* [Directive 1]: In the passage on Egyptian jihadist groups, swap "statements" in for "press releases" and reproduce the part that begins at the words "By contrast, al-Taliah" and stops after "the Egyptian transition.".

Two Egyptian "Ansar al-Sharia" groups, whose names echo those of other regional jihadist organizations, are particularly worth noting. Gamaat Ansar al-Sharia in Egypt (ASE), which was founded in mid-October 2012, focuses on internal "reform," including application of sharia, compensation for the martyrs of the revolution, purging the judiciary and media, allowing bearded officers, and not relying on riba (usury) in financial transactions. Similar to the Ansar outfits in Tunisia and Benghazi, Libya, ASE runs local community services such as distributing sheep for ritual slaughter during the Eid al-Adha holiday and providing food for the needy.

By contrast, al-Taliah al-Salafiyah al-Mujahediyah Ansar al-Sharia (TSM), which was formed this month but officially declared in mid-November, is more internationally focused. Run by former members of Egyptian Islamic Jihad (EIJ) who post their press releases to al-Qaeda-affiliated online forums, it emphasizes liberating foreign-occupied Muslim lands, supporting foreign mujahedin, resisting the foreign ideologies of liberalism and communism, repelling the implementation of secular laws from Europe, and stopping the "Christianization" of Egyptian education. Unlike ASE, TSM does not publicize any social services that it provides; much of its public profile since Mubarak's ouster has been in the form of articles, books, and fatwas regarding the Egyptian transition.

Meanwhile, the emergence of former EIJ figure Muhammad al-Zawahiri, brother of al-Qaeda leader Ayman, has given these groups a public face. Zawahiri was released from prison in March 2012 and has since promoted the global jihadist worldview through local and international press interviews. While he denies being an al-Qaeda member, he agrees with its ideological outlook and, through Twitter, instigated last year's September 11 protests outside the U.S. embassy in Cairo that culminated with the breaching of the compound's walls and desecration of the U.S. flag. He also cooperated with TSM's Ahmed Ashoush to plan Salafi jihadist participation in an early November demonstration in support of sharia. And in December, he catalyzed a boycott of the constitutional referendum, criticizing the Muslim Brotherhood's "sharia sins" and arguing that the new charter was insufficiently Islamist.

While these groups and figures have only small followings -- as evidenced by the unimpressive turnout at their occasional Tahrir Square sharia protests -- there is substantial risk that they will gain followers in the coming months. The relative openness of post-Mubarak Egypt has afforded them unprecedented opportunities for proselytizing. Moreover, they will likely draw followers away from Salafist political parties, whose members may become disillusioned with a political process that they already view as a "necessary evil."

Egypt's declining internal security will give jihadists ample recruitment opportunities as well. Instability in the Sinai could also provide them with new training grounds, allowing them to return to their Nile Valley communities with newly developed skills for attacking civilians or the state. In addition, instability in northern Sinai and attacks against Israel could jeopardize the bilateral peace treaty.

* [Directive 2]: Count the lines of the listing that contain the string "positive", matching case exactly, and give only the number.

* [Data records]:
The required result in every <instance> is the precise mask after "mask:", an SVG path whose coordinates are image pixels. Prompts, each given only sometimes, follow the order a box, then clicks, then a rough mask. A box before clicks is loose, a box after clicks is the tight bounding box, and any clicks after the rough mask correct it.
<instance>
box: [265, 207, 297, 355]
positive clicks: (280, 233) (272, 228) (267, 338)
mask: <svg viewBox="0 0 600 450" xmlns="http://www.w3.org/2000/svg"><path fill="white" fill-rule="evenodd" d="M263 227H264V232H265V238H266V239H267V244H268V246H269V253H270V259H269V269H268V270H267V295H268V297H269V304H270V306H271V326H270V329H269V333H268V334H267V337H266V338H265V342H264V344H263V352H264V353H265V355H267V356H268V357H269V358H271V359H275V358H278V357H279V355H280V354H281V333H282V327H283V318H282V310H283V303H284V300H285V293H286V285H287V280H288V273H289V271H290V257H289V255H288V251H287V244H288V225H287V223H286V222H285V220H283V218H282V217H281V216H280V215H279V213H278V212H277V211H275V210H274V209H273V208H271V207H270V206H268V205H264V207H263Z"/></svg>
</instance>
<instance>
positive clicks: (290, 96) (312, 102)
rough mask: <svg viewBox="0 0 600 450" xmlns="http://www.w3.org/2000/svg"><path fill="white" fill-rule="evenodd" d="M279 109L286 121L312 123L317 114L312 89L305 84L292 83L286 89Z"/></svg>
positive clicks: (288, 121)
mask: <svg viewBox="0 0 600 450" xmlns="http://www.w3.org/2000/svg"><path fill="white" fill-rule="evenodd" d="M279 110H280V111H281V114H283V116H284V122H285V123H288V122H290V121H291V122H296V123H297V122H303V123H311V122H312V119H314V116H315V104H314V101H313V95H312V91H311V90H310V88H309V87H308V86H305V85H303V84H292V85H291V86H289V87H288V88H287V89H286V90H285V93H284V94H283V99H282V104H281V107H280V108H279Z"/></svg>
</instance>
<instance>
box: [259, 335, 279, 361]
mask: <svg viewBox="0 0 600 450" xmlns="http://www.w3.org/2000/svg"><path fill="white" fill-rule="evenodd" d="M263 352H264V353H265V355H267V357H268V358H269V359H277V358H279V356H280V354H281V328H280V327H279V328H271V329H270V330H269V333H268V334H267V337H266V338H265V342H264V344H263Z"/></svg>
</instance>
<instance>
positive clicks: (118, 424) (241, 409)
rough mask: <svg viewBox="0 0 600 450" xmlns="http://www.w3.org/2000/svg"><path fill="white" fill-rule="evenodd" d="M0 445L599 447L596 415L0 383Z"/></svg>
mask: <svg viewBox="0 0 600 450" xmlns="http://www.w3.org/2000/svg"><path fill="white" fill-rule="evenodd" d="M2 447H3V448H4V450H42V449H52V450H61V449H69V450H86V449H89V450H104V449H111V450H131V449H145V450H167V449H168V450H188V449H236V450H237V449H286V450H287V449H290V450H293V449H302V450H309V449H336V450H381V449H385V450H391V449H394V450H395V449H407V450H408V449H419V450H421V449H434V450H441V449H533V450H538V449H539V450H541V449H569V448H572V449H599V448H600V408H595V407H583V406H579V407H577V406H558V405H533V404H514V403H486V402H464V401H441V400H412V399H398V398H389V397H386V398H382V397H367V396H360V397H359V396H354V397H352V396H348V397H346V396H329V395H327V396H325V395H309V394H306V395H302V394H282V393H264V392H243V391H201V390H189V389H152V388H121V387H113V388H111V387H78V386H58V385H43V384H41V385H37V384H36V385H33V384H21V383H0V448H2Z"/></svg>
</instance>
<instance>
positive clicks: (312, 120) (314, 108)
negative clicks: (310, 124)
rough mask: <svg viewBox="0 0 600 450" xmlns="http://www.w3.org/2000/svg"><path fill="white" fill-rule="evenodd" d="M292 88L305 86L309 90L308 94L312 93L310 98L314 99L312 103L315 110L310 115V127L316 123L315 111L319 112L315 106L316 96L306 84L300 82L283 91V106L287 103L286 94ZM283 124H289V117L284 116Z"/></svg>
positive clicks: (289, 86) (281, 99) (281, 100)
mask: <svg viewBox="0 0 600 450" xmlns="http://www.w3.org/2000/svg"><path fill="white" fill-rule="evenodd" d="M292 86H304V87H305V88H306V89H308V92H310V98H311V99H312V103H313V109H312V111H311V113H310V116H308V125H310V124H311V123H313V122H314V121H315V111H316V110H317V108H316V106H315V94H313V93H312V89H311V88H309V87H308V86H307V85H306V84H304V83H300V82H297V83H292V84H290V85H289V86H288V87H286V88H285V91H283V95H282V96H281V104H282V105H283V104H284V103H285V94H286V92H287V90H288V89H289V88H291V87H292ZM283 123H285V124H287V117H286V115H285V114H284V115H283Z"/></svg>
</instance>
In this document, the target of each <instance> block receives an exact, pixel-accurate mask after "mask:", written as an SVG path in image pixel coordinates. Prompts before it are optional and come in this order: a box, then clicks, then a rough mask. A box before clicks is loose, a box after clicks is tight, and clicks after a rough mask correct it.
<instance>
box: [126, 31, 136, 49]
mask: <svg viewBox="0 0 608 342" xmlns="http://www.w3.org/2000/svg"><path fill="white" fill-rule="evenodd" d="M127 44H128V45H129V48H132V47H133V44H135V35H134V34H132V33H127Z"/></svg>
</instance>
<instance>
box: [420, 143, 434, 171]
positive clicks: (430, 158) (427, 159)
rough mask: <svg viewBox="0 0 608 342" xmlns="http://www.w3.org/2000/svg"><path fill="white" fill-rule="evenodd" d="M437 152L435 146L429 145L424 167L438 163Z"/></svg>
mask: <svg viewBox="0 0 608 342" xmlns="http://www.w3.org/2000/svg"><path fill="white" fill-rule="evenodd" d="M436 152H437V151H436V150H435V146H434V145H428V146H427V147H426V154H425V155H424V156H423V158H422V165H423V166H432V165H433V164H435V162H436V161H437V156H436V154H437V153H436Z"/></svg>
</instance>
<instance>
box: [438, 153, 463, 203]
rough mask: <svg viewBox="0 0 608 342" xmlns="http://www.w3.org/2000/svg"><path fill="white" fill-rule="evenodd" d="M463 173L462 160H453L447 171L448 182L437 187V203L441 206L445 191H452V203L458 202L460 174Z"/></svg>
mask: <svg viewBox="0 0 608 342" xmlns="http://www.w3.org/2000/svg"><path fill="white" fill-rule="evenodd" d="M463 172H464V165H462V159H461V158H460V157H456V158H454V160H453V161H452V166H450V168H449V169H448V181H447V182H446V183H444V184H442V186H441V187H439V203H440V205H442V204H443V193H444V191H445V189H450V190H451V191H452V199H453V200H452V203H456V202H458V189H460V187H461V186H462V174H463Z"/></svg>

* [Task solution 1]:
By contrast, al-Taliah al-Salafiyah al-Mujahediyah Ansar al-Sharia (TSM), which was formed this month but officially declared in mid-November, is more internationally focused. Run by former members of Egyptian Islamic Jihad (EIJ) who post their statements to al-Qaeda-affiliated online forums, it emphasizes liberating foreign-occupied Muslim lands, supporting foreign mujahedin, resisting the foreign ideologies of liberalism and communism, repelling the implementation of secular laws from Europe, and stopping the "Christianization" of Egyptian education. Unlike ASE, TSM does not publicize any social services that it provides; much of its public profile since Mubarak's ouster has been in the form of articles, books, and fatwas regarding the Egyptian transition.

* [Task solution 2]: 7